(Natural-language object grounding data)
----------
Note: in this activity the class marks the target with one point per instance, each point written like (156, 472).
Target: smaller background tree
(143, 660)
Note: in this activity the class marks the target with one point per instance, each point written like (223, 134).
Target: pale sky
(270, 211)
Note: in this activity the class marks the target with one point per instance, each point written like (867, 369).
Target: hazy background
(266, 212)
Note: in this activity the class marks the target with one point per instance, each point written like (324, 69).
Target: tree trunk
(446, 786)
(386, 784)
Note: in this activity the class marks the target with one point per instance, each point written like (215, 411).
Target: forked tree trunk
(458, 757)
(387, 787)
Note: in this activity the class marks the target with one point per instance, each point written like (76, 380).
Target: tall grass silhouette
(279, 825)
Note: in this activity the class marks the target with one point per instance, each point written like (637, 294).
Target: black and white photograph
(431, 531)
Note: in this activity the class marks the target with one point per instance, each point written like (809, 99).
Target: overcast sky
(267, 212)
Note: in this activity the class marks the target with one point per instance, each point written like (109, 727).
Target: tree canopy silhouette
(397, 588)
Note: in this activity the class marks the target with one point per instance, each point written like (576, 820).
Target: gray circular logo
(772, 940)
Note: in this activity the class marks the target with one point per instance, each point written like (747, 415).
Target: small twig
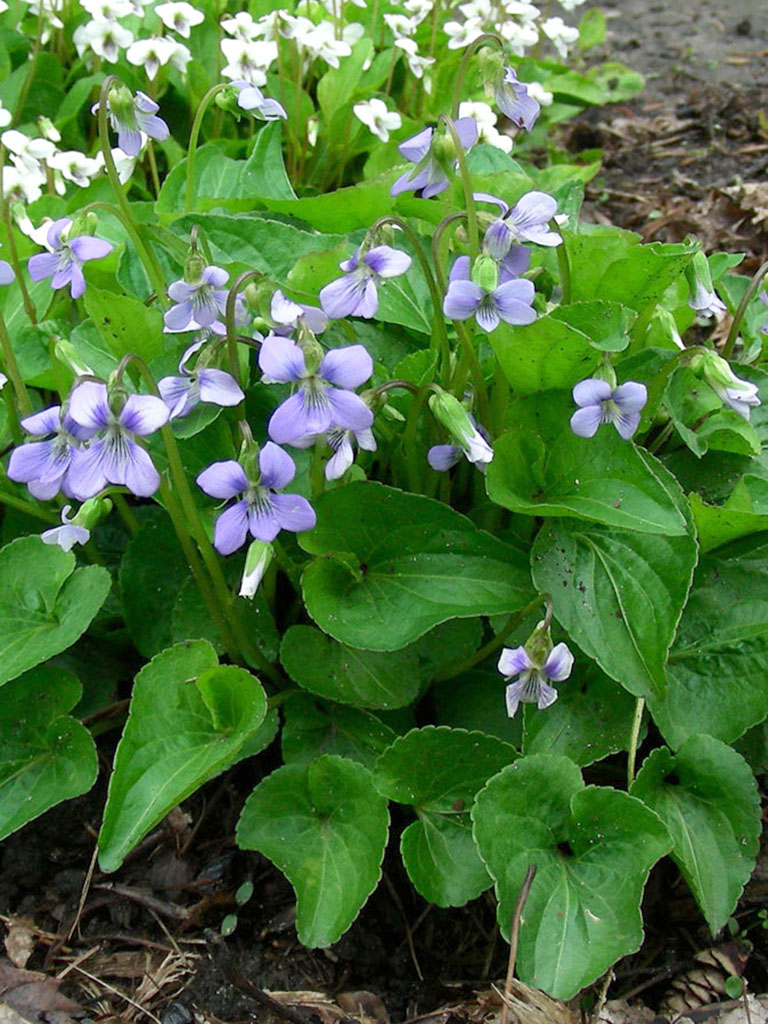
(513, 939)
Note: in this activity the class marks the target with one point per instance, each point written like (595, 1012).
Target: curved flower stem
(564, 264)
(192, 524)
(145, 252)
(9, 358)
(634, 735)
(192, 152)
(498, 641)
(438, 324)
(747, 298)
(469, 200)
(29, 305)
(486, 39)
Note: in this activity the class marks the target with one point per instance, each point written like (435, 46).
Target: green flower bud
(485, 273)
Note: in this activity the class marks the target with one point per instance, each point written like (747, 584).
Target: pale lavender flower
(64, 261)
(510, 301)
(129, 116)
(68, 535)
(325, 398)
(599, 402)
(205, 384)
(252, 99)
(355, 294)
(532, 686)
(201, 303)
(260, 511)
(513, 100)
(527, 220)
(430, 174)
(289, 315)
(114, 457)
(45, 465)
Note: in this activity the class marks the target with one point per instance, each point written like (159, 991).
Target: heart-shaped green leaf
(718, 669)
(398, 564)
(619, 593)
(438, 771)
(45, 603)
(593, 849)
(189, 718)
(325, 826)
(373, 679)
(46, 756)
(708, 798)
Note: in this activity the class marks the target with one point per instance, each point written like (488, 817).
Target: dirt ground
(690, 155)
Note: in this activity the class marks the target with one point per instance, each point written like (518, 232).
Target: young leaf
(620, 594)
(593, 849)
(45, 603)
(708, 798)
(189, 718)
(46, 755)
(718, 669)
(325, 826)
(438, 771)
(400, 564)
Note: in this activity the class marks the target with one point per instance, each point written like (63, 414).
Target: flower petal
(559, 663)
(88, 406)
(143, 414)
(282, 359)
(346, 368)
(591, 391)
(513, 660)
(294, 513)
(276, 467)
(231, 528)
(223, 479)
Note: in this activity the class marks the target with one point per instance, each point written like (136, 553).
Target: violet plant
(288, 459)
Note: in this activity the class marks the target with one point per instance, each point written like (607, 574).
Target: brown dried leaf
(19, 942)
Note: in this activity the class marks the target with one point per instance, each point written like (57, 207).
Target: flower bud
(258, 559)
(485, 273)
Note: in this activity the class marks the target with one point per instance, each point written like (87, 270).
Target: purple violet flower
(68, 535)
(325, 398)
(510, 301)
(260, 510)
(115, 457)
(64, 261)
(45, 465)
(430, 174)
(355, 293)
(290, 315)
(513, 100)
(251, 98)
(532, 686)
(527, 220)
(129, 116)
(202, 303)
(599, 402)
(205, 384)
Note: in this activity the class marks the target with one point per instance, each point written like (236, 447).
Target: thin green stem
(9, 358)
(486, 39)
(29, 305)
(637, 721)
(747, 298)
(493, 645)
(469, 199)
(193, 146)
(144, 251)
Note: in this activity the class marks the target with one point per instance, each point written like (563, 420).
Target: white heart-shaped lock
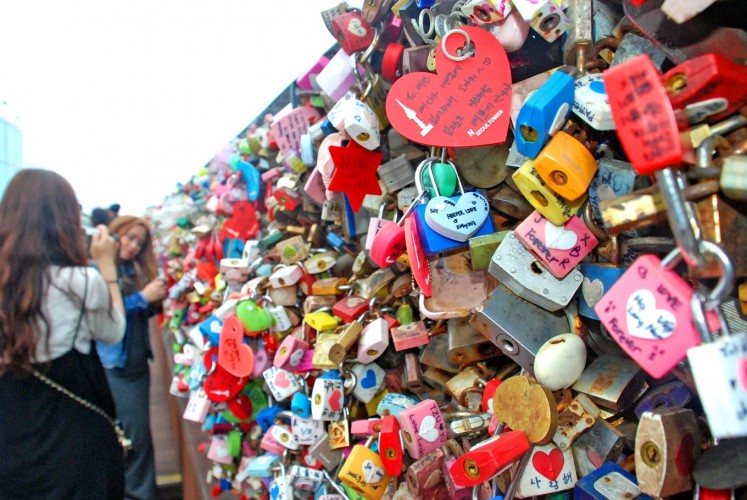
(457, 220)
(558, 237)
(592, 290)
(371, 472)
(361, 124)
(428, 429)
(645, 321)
----------
> What is required
Only the lines above from the line containing "Target: overcast sky" through the line containing "like (576, 820)." should be retyped, exactly and with both ends included.

> Answer area
Target: overcast sky
(267, 212)
Note: in this activity the class marks the target with one point per instance, each point written like (109, 727).
Target: tree canopy silhouette
(397, 588)
Note: in this activity the class marks the target with one point per instance, each point written like (576, 820).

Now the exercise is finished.